- **STATED GOAL**
Identify every line in the items below that contains the string "shirt", and copy each of those lines in full. Treat the match as case-sensitive.

- **DATA IN THIS EXERCISE**
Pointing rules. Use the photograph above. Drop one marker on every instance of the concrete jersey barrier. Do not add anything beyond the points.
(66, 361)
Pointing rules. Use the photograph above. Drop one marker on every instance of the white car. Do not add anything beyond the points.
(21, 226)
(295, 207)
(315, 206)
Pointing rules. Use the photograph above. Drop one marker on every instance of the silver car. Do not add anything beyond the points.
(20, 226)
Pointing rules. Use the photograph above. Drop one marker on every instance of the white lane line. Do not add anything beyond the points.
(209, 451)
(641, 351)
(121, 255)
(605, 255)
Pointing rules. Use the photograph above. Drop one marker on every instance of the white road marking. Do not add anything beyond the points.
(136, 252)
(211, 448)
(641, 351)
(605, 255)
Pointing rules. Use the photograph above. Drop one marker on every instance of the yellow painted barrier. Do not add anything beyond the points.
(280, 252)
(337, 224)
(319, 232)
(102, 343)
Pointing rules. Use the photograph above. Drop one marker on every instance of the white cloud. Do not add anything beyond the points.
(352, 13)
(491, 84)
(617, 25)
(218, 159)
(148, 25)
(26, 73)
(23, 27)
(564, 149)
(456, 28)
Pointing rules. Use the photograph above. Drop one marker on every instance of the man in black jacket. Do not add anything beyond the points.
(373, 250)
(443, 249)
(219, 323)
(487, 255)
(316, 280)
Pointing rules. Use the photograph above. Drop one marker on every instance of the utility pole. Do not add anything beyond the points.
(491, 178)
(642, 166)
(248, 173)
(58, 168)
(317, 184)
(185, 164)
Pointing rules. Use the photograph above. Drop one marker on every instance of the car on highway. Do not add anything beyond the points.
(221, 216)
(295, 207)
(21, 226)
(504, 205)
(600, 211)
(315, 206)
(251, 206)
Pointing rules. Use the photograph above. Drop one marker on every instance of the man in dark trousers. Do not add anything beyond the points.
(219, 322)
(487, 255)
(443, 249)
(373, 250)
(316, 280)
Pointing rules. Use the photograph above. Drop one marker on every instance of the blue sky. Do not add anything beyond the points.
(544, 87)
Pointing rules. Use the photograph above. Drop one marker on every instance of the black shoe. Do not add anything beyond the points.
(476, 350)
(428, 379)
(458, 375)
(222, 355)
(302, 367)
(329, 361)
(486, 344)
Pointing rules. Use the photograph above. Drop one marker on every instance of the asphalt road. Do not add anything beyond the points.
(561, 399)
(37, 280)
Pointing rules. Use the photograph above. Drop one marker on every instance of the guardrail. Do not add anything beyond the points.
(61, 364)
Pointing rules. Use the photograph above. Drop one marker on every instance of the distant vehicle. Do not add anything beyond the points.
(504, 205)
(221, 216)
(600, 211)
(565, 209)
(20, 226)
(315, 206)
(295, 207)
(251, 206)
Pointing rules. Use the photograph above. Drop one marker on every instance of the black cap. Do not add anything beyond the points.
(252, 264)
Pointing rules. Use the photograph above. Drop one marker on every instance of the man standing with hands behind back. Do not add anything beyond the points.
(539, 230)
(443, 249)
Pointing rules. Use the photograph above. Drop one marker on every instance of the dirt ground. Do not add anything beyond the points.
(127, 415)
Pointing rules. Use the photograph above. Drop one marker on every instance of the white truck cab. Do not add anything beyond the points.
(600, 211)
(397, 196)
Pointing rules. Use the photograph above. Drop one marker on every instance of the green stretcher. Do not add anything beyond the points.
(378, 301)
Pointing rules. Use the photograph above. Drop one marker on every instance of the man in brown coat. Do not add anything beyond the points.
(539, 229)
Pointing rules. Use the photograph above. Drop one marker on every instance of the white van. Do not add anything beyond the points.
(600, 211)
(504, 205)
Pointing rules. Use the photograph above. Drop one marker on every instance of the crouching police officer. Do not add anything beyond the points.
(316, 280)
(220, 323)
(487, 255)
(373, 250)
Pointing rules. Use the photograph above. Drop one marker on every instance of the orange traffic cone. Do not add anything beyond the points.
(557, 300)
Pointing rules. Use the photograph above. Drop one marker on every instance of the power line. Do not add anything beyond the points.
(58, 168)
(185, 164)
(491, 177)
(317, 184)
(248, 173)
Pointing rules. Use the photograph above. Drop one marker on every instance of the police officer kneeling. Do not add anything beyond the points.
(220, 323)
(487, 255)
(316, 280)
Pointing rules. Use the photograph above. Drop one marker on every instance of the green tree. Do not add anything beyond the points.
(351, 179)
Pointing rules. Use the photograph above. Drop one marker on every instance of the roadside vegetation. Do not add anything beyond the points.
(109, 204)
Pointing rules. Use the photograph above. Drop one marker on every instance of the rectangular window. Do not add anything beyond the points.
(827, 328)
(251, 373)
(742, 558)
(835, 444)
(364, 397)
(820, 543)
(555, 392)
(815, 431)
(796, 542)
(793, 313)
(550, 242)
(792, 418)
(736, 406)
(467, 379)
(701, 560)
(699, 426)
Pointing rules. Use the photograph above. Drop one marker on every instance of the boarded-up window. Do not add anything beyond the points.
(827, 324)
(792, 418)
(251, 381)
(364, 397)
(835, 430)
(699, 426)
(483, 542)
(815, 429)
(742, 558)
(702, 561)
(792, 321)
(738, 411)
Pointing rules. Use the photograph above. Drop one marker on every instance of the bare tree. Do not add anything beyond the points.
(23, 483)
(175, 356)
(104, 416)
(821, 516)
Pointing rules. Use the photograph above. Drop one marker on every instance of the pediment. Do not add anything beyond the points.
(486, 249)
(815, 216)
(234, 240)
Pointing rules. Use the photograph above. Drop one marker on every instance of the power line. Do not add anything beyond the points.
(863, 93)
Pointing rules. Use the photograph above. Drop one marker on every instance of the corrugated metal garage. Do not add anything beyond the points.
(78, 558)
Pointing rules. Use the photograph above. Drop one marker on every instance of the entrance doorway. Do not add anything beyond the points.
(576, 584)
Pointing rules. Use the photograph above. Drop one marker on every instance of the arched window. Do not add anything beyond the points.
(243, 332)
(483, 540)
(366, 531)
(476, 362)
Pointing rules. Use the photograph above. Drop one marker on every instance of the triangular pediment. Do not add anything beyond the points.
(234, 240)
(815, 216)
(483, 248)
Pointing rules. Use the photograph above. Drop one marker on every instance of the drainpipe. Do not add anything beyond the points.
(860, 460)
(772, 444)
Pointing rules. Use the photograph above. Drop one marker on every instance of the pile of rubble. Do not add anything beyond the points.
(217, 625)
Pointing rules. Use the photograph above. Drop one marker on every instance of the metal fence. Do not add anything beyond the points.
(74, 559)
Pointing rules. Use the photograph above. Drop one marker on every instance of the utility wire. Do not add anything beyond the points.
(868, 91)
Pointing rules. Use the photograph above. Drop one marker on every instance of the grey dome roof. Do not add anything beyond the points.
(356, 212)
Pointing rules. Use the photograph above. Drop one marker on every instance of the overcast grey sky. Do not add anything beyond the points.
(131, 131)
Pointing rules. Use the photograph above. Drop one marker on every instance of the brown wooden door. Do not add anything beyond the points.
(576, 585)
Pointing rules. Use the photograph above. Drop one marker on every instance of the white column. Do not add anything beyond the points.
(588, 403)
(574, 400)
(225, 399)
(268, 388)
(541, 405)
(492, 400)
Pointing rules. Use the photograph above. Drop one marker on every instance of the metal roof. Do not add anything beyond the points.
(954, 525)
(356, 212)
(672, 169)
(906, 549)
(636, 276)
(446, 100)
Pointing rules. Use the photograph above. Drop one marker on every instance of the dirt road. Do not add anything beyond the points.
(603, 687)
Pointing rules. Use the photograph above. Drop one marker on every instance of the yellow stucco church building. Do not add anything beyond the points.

---

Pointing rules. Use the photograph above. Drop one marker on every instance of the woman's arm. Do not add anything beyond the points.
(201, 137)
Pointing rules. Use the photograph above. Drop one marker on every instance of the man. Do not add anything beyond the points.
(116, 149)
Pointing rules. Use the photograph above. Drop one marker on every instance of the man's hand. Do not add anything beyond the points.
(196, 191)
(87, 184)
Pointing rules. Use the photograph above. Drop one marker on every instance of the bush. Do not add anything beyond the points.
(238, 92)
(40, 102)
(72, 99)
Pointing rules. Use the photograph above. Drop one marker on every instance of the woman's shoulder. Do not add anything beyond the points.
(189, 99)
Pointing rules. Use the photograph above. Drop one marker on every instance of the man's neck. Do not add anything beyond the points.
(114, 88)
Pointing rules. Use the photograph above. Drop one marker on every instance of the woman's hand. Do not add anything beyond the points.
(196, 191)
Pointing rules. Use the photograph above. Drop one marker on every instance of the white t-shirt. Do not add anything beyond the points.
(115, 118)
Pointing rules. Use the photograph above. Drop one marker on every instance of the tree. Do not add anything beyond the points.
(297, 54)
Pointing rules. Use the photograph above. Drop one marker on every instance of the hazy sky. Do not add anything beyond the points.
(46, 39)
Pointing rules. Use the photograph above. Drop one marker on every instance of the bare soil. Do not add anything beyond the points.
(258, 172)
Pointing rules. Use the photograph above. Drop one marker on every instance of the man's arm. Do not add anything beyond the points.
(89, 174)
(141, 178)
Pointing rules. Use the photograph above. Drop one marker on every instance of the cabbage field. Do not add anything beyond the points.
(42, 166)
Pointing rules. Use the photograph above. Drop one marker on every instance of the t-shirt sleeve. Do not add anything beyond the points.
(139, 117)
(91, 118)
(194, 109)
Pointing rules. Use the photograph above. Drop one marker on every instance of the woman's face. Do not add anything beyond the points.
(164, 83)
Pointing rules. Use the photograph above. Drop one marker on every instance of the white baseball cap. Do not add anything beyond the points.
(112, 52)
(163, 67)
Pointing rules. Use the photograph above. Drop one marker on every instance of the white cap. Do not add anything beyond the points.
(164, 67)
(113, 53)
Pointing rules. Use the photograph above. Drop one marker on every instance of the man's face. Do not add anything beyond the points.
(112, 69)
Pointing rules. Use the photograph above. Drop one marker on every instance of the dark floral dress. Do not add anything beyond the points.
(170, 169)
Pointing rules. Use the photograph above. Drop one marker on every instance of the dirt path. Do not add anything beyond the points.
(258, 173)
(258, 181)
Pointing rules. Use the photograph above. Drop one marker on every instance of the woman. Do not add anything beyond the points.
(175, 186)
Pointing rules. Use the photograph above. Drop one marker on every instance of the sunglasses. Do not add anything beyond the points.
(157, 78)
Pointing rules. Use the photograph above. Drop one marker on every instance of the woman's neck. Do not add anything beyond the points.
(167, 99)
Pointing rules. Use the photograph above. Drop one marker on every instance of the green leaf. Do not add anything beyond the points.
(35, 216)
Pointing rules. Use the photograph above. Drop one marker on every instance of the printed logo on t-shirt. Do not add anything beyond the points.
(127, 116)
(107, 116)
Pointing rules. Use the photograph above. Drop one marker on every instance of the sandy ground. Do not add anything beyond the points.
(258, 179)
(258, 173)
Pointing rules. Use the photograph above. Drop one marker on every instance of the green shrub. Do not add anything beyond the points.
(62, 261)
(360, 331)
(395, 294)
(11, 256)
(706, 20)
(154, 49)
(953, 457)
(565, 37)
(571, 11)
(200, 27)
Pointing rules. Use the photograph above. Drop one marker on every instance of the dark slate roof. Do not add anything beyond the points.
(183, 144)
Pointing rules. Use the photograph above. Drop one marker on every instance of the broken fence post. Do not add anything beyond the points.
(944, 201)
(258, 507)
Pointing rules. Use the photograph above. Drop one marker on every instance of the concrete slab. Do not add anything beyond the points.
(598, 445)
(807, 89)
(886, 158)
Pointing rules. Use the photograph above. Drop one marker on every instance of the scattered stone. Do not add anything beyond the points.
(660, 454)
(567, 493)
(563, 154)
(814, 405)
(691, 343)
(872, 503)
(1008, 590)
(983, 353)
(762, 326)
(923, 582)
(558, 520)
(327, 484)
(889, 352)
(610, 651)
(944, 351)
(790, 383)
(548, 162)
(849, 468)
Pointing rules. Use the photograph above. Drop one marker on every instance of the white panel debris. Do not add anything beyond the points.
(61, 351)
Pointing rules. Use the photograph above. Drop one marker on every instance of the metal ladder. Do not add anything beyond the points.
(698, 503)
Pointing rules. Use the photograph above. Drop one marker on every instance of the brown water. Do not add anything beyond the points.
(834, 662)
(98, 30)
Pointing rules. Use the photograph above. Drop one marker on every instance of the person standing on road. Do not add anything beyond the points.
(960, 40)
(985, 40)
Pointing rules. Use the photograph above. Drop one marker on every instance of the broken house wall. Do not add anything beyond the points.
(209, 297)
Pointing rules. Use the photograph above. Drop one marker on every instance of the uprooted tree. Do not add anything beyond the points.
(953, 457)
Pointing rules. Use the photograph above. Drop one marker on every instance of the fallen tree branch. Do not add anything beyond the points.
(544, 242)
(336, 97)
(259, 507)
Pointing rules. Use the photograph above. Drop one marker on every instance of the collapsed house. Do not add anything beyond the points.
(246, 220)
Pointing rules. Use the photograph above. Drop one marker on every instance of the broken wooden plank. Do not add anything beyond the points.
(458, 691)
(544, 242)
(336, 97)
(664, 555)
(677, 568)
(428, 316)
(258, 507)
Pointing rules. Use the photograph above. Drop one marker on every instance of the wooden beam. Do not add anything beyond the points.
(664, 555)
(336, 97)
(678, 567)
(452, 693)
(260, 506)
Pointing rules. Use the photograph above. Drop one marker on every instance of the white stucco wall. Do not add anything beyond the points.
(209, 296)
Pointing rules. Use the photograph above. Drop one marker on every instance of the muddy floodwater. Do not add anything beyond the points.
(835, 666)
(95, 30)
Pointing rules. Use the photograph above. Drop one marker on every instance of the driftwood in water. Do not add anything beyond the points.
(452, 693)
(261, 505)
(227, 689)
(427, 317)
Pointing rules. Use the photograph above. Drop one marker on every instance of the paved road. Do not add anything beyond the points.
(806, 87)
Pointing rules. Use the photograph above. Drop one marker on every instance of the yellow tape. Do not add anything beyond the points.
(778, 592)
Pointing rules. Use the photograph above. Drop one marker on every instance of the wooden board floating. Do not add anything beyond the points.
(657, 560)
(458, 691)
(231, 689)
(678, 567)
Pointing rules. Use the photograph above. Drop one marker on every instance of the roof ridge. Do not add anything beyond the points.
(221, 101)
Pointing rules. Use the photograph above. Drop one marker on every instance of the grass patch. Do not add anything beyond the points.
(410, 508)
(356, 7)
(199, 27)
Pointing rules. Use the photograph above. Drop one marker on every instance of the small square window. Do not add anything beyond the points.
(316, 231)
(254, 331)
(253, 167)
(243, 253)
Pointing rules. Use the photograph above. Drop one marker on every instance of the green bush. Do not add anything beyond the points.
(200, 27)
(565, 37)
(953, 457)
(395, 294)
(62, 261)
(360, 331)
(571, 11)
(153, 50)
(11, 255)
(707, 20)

...

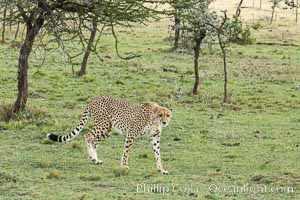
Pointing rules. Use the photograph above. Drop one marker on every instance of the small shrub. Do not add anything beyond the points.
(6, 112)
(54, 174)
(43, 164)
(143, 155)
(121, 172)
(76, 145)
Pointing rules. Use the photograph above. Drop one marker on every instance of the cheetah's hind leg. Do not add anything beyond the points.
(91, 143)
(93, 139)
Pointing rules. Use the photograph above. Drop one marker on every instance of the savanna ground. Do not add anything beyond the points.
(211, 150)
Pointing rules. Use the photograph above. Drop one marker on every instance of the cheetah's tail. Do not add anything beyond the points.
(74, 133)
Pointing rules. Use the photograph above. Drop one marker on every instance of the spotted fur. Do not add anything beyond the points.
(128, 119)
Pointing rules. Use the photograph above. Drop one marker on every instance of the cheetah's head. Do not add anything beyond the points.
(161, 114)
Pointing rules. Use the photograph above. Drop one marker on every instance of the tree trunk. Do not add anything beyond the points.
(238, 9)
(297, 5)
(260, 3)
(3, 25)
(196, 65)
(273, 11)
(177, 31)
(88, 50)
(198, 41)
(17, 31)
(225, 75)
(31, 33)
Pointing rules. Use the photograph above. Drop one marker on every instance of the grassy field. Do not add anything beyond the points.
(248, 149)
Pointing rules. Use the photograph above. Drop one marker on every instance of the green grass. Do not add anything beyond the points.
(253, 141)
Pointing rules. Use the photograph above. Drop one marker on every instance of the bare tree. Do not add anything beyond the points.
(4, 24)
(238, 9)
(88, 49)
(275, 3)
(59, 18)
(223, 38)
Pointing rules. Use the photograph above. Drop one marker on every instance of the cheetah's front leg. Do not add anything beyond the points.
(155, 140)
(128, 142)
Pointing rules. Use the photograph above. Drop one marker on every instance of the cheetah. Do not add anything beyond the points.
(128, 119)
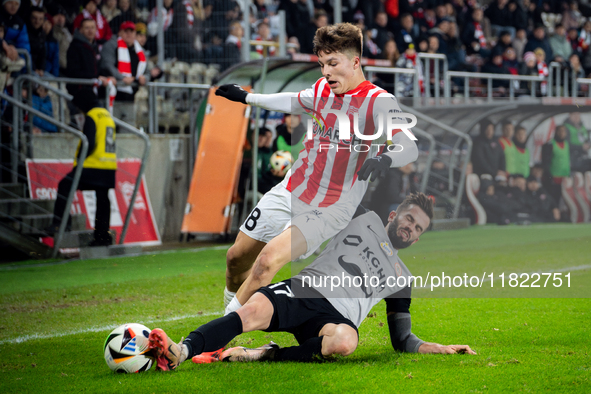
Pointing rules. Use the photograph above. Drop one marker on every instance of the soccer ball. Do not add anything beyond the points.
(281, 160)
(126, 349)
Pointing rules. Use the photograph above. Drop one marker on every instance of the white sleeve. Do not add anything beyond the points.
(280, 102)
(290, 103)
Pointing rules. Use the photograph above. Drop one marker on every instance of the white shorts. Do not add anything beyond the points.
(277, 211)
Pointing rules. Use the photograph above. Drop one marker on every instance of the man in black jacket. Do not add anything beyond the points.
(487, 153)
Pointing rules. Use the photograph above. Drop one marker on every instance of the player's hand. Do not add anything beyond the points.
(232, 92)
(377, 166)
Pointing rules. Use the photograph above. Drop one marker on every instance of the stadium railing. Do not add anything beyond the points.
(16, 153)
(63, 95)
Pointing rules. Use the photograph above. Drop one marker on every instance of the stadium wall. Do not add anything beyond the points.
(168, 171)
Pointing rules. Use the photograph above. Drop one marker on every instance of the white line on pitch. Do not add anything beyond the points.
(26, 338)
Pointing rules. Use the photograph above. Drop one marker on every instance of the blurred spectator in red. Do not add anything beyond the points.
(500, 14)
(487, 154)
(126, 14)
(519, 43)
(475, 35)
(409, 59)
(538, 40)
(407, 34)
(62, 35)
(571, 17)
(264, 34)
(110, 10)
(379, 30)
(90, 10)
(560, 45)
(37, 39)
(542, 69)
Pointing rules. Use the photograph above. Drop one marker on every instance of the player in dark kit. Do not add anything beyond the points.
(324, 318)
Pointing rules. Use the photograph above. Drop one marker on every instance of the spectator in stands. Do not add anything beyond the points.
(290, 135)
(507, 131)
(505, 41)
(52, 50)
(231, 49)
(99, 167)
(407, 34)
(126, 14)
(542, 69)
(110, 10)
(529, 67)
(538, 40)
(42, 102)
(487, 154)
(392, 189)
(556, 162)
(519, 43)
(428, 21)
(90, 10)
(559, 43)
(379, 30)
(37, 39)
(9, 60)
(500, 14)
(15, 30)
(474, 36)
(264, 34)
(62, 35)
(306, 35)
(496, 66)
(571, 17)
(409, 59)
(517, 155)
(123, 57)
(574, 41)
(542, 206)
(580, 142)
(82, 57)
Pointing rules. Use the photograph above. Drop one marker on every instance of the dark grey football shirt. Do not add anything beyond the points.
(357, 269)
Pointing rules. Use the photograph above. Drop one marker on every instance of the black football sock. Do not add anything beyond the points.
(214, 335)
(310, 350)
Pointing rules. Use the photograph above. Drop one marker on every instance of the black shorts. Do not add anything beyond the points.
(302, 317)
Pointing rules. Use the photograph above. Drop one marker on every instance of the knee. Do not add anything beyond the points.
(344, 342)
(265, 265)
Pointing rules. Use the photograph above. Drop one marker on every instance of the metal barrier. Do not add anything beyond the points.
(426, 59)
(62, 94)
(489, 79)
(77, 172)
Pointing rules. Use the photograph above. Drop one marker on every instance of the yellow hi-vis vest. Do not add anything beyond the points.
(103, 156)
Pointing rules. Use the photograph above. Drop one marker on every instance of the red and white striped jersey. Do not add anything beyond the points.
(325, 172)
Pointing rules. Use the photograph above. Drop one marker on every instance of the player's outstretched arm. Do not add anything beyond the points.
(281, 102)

- **RESPONSE BELOW**
Pointing rules. Use the photograph above. Drop one marker on every instance of the white t-shirt. Do not add anything beyond the points.
Pointing rules. Use the photograph above. Drop one marker on every instance of the t-shirt sleeve. Do not add anything beyond the points.
Pointing rules. Use the photograph above. Drop one marker on every instance of the printed logo on t-shirt. Do not add anything beyond the points.
Pointing rules. Use the photograph above. Drop one marker on every instance of the dark grey football shirt. Do not add anything beyond the points.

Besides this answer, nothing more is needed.